**Text shown:**
+ + + + + + +
However, some signs and symptoms that may indicate the need to exam the eye of a child for amblyopia include:
- An eye that deviates out, in, up or down
- Squinting or closing an eye
- Head tilt
- Bumping into objects on one side
You could also check for amblyopia by covering your child’s eyes one after the other while he performs a task. If the child resists covering a particular eye, it could be a sign that the eye is the better of the two eyes and that the second eye may have amblyopia.
Diagnosis of amblyopia
Amblyopia is diagnosed after a comprehensive eye examination. The eye doctor will be prompted to check for amblyopia during the examination if;
- There is poor vision or a significant difference in vision between the two eyes.
- There is a squint or the eyes do not align properly
- There is an obstruction of vision by either cataract, a tumour or ptosis
A check for amblyopia will include tests to measure refractive error, binocular vision tests and assessment of the health of the eye. Diagnosis of amblyopia is made if the vision of the child in the affected eye remains below the expected level after the refractive error or other underlying conditions have been treated.
Treatment of amblyopia
Treatment of amblyopia generally depends on the cause. The different treatment options are aimed at encouraging the use of the ‘lazy eye’. Some of them include:
Full lens correction for any refractive error
Providing full lens correction for the lazy eye can help improve images from that eye. To increase the chances of the brain using the image from the lazy eye, a lens that blurs vision in the good eye may be put in the child’s glasses.
Patching the good eye
When the good eye is patched, the brain is forced to use the image from the lazy eye, thereby stimulating vision in that eye. Patches are usually worn for a few hours every day over a period of months.
Patching is a very effective method of treating amblyopia but it can be difficult to get children to wear the patch as along as is required. Use of attractive eye patches and distraction of children with things they love (such as toys or outdoor play) could get them to keep the eye patches on at the onset. Over time, they get used to wearing it. For children who refuse to wear the eye patches despite all effort, the use of prosthetic contact lens to shut off light from the good eye can achieve the same effect as patching. Prosthetic contact lenses are however more expensive than eye patches.
Use of atropine drops
Atropine eye drop is used to dilate the pupil. It works by paralyzing the muscles responsible for the accommodative ability of the natural lens in the eye. This causes blurring of vision and so can be used in place of patching to treat amblyopia. When the vision in the good eye is blurred with atropine drops, the brain is forced to accept images form the lazy eye. The advantage of atropine is that there is no fear of noncompliance. However, atropine may cause side effects such as allergic reactions, flushing, light sensitivity and more.
This involves series of eye exercises aimed at aligning the misaligned eyes, improving depth perception and minimizing the suppression of the lazy eye.
In cases where amblyopia is due to cataract, surgery is recommended. If amblyopia is due to strabismus and does not respond to other treatment, surgery may be done align the misaligned eye.
Amblyopia, if not diagnosed and treated early can lead to permanent vision problems including reduced vision, limited peripheral vision and poor depth perception. Also, the chance of permanent visual disability is increased if vision is lost in the good eye due to an injury or disease.
For a better chance of success, treatment for amblyopia is better initiated on or before the age of 7. Commitment, patience and compliance with treatment regimen are essential for best visual outcomes.
+ + + + + + +
**Recorded data:**
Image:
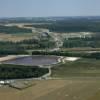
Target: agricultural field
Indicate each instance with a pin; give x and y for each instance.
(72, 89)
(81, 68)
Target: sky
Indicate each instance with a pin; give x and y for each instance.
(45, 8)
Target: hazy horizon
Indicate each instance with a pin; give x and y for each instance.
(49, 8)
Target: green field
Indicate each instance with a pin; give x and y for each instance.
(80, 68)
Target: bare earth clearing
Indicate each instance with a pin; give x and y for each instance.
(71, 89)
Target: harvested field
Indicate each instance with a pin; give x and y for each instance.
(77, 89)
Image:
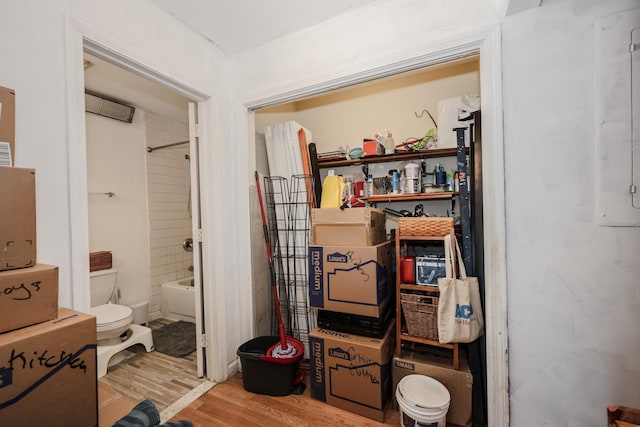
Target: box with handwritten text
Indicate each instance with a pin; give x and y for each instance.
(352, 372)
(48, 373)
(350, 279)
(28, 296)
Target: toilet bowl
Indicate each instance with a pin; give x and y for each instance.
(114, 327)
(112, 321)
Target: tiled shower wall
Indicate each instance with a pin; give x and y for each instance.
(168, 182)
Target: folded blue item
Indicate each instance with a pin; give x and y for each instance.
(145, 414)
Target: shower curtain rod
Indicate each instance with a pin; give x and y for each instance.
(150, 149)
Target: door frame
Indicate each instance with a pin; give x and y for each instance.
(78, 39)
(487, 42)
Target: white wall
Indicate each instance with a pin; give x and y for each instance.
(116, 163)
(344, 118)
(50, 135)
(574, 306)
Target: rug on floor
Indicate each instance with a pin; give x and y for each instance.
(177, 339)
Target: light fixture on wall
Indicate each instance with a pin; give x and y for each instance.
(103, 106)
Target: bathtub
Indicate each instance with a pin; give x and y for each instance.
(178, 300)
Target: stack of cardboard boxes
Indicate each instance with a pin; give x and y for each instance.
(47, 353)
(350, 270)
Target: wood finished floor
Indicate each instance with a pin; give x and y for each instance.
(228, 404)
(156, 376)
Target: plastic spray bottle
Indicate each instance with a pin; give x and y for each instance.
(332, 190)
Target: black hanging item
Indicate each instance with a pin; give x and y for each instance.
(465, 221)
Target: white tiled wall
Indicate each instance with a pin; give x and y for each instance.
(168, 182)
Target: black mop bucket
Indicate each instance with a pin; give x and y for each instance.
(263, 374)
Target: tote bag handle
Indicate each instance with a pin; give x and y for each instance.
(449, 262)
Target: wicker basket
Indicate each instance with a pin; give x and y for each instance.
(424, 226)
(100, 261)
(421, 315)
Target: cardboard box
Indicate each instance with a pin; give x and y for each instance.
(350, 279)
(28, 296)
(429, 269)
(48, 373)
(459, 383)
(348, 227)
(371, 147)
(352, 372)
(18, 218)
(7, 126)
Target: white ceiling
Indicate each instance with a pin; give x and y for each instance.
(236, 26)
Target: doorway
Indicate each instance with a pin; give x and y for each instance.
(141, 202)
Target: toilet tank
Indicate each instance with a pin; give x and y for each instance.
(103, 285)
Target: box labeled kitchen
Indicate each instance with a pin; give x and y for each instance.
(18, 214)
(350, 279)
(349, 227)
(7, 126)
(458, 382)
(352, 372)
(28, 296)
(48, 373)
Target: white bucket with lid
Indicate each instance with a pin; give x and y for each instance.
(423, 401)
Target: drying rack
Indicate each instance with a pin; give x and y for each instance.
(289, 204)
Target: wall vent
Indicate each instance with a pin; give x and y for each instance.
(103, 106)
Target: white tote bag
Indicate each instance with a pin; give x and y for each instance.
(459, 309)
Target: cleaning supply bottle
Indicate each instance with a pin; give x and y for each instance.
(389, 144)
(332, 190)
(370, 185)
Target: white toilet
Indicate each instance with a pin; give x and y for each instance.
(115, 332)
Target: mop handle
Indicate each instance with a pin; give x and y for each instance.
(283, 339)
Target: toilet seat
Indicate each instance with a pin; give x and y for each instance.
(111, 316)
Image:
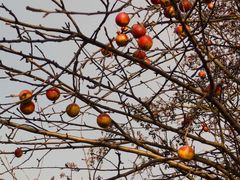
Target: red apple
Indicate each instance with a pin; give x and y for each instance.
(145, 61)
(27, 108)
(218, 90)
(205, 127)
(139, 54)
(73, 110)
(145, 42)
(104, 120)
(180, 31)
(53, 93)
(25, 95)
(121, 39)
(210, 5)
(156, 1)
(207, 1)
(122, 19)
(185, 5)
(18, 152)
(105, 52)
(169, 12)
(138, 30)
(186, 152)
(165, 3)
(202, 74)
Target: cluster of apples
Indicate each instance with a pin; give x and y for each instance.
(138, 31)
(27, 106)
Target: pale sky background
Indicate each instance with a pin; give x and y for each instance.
+ + + + + + +
**Tasks to perform:**
- a) According to the amblyopia text, which signs and symptoms may indicate that a child's eye should be examined for amblyopia?
- b) In the amblyopia text, by what age is treatment better initiated for a better chance of success?
- c) Print the part of the amblyopia text that starts at the words "Use of atropine" and stops after "of the lazy eye.".
The listing that comes after the amblyopia text was taken from a different source.

**Results in order:**
- a)
- An eye that deviates out, in, up or down
- Squinting or closing an eye
- Head tilt
- Bumping into objects on one side

- b) On or before the age of 7.

- c)
Use of atropine drops
Atropine eye drop is used to dilate the pupil. It works by paralyzing the muscles responsible for the accommodative ability of the natural lens in the eye. This causes blurring of vision and so can be used in place of patching to treat amblyopia. When the vision in the good eye is blurred with atropine drops, the brain is forced to accept images form the lazy eye. The advantage of atropine is that there is no fear of noncompliance. However, atropine may cause side effects such as allergic reactions, flushing, light sensitivity and more.
This involves series of eye exercises aimed at aligning the misaligned eyes, improving depth perception and minimizing the suppression of the lazy eye.